## Required task a:
Could you update the records below so that every "photograph" becomes "image", with everything else left unchanged?

start Source text

Way back in 2013, I wrote a post about Switzerland’s petition for a referendum on a monthly basic income. It was titled: “Why Switzerland Should Pay People For Being Alive“, and that referendum is now scheduled to take place on Sunday June 5th.
The concept of a universal basic income is not a new one. The essential idea is that people should receive a monthly subsistence stipend from the State, in cash, with no obligations or strings. It may be surprising that this is more than just a Socialist ideal: the concept of a guaranteed minimum income is one that has support on both sides of the ideological aisle. Fredrick Hayek, one of the great Austrian School economists of the 20th Century (although admittedly, not quite the anarcho-capitalist that equally-famous-Austrian-Schooler Murray Rothbard was), wrote this:
The assurance of a certain minimum income for everyone, or a sort of floor below which nobody need fall even when he is unable to provide for himself, appears not only to be wholly legitimate protection against a risk common to all, but a necessary part of the Great Society in which the individual no longer has specific claims on the members of the particular small group into which he was born.
“We shall again take for granted the availability of a system of public relief which provides a uniform minimum for all instances of proved need, so that no member of the community need be in want of food or shelter.”
Then there’s Milton Friedman:
We should replace the ragbag of specific welfare programs with a single comprehensive program of income supplements in cash — a negative income tax. It would provide an assured minimum to all persons in need, regardless of the reasons for their need, while doing as little harm as possible to their character, their independence, or their incentives to better their own conditions.
A negative income tax provides comprehensive reform which would do more efficiently and humanely what our present welfare system does so inefficiently and inhumanely.
And more recently, there have been calls for a minimum basic income from the ultra-free-marketeers of Silicon Valley, who are worried that the coming robot revolution will leave them with all the productive efficiency but none of the demand, now that their consumers have been replaced by machines and no longer have disposable incomes to purchase all that efficiently-produced product.

end Source text
start Data rows

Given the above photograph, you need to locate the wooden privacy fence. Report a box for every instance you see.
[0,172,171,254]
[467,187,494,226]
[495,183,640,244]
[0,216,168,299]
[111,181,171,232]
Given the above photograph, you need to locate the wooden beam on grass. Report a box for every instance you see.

end Data rows

## Required task b:
From the post on basic income above, copy the passage starting at "A negative income tax provides" and ending at "that efficiently-produced product.".

## Solution a:
Given the above image, you need to locate the wooden privacy fence. Report a box for every instance you see.
[0,172,171,254]
[467,187,494,226]
[495,183,640,244]
[0,216,168,299]
[111,181,171,232]
Given the above image, you need to locate the wooden beam on grass. Report a box for every instance you see.

## Solution b:
A negative income tax provides comprehensive reform which would do more efficiently and humanely what our present welfare system does so inefficiently and inhumanely.
And more recently, there have been calls for a minimum basic income from the ultra-free-marketeers of Silicon Valley, who are worried that the coming robot revolution will leave them with all the productive efficiency but none of the demand, now that their consumers have been replaced by machines and no longer have disposable incomes to purchase all that efficiently-produced product.